** Dataset records **

==========

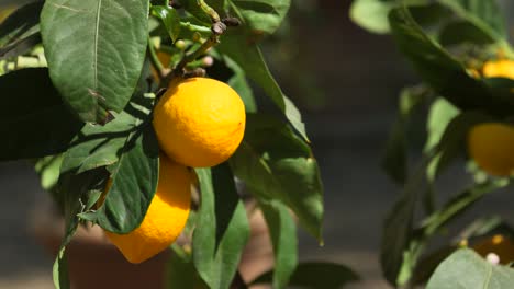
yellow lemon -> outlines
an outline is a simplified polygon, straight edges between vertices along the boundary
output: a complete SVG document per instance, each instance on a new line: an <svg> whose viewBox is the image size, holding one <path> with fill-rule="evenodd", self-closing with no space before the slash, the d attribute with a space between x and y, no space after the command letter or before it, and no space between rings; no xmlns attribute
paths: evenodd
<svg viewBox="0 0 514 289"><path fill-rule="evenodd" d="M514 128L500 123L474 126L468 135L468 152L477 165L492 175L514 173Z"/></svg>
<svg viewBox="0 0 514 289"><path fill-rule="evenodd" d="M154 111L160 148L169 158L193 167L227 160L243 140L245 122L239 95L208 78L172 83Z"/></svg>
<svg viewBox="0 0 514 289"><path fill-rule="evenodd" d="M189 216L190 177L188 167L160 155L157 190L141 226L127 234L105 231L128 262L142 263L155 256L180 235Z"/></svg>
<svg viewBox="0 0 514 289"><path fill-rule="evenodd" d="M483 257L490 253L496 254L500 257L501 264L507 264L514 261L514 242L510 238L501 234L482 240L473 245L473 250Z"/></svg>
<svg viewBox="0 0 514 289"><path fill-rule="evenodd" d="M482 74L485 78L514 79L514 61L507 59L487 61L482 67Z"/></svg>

==========

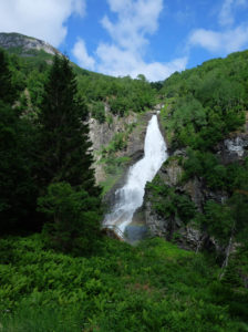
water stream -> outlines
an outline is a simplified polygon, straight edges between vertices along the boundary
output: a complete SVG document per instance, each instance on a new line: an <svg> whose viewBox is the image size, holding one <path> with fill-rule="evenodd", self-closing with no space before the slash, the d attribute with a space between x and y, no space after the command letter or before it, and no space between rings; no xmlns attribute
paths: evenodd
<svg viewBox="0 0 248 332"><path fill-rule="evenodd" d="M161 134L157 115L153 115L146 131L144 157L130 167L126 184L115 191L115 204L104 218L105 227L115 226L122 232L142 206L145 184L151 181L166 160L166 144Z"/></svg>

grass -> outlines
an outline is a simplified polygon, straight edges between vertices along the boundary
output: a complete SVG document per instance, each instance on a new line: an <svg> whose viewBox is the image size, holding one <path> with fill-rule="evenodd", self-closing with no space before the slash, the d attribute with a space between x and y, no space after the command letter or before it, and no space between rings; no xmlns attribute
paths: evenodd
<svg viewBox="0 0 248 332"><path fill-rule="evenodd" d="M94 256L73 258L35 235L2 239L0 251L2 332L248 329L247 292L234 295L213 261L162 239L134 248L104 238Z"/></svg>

==========

Reproduce the stretch of lines from the one containing "yellow lemon -> outlines" through the one containing "74L485 78L514 79L514", both ends included.

yellow lemon -> outlines
an outline is a simplified polygon, straight edges between vertices along the boundary
output: a complete SVG document per instance, each instance on a new line: an <svg> whose viewBox is the image size, holding one <path> with fill-rule="evenodd", self-closing with no space before the slash, the d attribute with a space between x and y, no space after the command letter or before it, and no space between rings; no xmlns attribute
paths: evenodd
<svg viewBox="0 0 514 289"><path fill-rule="evenodd" d="M514 128L500 123L474 126L468 135L468 152L477 165L492 175L514 173Z"/></svg>
<svg viewBox="0 0 514 289"><path fill-rule="evenodd" d="M154 111L160 148L169 158L193 167L227 160L243 140L245 122L239 95L208 78L172 83Z"/></svg>
<svg viewBox="0 0 514 289"><path fill-rule="evenodd" d="M189 216L190 177L188 167L160 155L157 190L141 226L127 234L105 231L128 262L142 263L155 256L180 235Z"/></svg>
<svg viewBox="0 0 514 289"><path fill-rule="evenodd" d="M483 257L490 253L496 254L500 257L501 264L507 264L514 261L514 242L510 238L501 234L482 240L473 245L473 250Z"/></svg>
<svg viewBox="0 0 514 289"><path fill-rule="evenodd" d="M482 74L485 78L514 79L514 61L507 59L487 61L482 67Z"/></svg>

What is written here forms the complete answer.